OBJECTIVE: Show every line of the items below that contains the string "distant", treating uppercase and lowercase as different.

GIVEN INFORMATION:
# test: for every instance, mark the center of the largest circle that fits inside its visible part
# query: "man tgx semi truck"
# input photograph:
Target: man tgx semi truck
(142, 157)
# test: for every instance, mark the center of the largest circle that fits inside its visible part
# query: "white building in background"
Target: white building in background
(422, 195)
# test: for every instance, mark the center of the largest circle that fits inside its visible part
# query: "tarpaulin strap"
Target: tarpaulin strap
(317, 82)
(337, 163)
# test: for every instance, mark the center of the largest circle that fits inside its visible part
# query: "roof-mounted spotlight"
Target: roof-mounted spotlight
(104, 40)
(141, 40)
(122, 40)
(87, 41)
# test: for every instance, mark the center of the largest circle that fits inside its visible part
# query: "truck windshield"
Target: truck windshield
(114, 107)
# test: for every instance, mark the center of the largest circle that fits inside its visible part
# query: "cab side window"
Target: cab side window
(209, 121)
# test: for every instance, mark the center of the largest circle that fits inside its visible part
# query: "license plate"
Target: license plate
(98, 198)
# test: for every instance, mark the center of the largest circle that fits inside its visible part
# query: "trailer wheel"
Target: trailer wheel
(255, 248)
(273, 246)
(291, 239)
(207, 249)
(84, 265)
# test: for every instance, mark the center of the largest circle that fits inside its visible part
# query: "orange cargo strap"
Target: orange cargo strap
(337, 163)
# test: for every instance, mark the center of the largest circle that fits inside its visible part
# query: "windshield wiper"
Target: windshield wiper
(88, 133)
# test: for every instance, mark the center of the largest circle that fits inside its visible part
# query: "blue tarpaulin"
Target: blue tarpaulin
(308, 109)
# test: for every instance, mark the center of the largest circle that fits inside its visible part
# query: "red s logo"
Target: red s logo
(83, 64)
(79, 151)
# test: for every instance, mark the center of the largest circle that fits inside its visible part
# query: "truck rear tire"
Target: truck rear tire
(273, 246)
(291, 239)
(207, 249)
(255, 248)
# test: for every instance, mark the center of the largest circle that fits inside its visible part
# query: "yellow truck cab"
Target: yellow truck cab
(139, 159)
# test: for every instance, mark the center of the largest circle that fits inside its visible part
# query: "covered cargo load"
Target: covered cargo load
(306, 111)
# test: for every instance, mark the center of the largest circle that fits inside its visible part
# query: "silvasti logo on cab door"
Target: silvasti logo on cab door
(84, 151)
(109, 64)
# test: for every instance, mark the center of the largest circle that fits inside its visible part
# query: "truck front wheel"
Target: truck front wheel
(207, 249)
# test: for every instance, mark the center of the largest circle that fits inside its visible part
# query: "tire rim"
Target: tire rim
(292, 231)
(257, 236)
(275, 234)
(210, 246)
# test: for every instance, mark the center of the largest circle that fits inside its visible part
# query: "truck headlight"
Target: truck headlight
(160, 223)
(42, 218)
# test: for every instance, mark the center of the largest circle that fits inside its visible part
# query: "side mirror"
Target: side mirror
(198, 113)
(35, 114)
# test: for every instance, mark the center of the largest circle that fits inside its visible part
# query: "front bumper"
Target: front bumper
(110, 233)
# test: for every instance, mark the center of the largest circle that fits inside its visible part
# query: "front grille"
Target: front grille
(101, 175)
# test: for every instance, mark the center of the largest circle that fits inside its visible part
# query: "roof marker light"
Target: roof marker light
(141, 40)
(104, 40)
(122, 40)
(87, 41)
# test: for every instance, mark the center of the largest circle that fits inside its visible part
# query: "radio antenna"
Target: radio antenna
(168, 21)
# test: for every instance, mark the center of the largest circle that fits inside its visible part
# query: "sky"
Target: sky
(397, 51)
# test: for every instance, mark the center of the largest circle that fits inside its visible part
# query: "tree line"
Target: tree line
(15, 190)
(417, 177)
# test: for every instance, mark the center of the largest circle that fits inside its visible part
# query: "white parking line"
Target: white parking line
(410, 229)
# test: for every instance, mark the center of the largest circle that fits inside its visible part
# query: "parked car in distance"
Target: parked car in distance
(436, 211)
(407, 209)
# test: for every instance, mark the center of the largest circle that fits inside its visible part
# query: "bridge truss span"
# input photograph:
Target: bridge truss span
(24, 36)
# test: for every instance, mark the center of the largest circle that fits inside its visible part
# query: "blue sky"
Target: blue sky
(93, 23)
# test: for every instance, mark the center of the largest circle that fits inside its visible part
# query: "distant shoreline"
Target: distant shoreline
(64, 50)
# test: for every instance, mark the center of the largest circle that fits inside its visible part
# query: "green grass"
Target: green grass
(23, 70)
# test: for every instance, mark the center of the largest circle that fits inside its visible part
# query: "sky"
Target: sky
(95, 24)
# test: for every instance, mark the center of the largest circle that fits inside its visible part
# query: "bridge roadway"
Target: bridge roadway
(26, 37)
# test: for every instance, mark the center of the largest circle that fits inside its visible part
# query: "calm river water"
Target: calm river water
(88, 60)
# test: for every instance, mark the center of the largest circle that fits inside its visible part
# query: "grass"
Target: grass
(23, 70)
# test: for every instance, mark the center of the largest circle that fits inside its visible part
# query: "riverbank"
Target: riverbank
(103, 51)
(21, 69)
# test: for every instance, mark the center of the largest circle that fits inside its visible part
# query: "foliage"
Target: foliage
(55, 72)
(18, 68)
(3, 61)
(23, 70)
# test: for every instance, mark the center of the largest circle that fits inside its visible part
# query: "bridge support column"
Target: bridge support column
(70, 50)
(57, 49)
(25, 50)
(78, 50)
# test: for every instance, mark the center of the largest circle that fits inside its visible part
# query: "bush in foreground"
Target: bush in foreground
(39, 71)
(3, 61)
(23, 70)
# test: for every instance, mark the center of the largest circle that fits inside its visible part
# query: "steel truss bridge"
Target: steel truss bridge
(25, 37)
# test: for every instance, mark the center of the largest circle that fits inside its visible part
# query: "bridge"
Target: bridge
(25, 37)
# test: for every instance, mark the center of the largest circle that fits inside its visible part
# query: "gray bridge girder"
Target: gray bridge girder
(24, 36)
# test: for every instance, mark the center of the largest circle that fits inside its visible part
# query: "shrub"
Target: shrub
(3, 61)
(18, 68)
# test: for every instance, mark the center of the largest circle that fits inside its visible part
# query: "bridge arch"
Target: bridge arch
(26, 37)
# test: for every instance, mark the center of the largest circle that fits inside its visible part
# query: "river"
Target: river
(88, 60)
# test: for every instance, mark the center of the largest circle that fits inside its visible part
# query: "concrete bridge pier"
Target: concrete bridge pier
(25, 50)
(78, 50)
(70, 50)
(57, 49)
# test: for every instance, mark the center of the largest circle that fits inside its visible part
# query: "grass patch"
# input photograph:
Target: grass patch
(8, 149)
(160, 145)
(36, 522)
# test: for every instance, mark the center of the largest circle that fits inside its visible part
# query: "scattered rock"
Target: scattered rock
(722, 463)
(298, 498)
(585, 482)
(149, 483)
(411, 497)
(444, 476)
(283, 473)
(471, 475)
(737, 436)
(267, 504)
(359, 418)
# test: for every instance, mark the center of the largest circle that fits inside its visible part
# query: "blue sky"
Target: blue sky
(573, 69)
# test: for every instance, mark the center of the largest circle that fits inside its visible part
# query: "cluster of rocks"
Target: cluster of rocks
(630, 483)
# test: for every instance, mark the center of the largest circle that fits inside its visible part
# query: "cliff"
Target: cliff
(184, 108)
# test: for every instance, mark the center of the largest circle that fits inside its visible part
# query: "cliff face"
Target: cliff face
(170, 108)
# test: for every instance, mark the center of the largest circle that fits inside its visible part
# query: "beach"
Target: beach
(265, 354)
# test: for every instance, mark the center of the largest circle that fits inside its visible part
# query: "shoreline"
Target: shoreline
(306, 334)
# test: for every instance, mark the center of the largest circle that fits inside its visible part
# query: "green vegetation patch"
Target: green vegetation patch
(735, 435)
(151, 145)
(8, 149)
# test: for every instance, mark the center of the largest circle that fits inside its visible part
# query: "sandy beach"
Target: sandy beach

TASK RESPONSE:
# query: "distant shoreline"
Target: distant shoreline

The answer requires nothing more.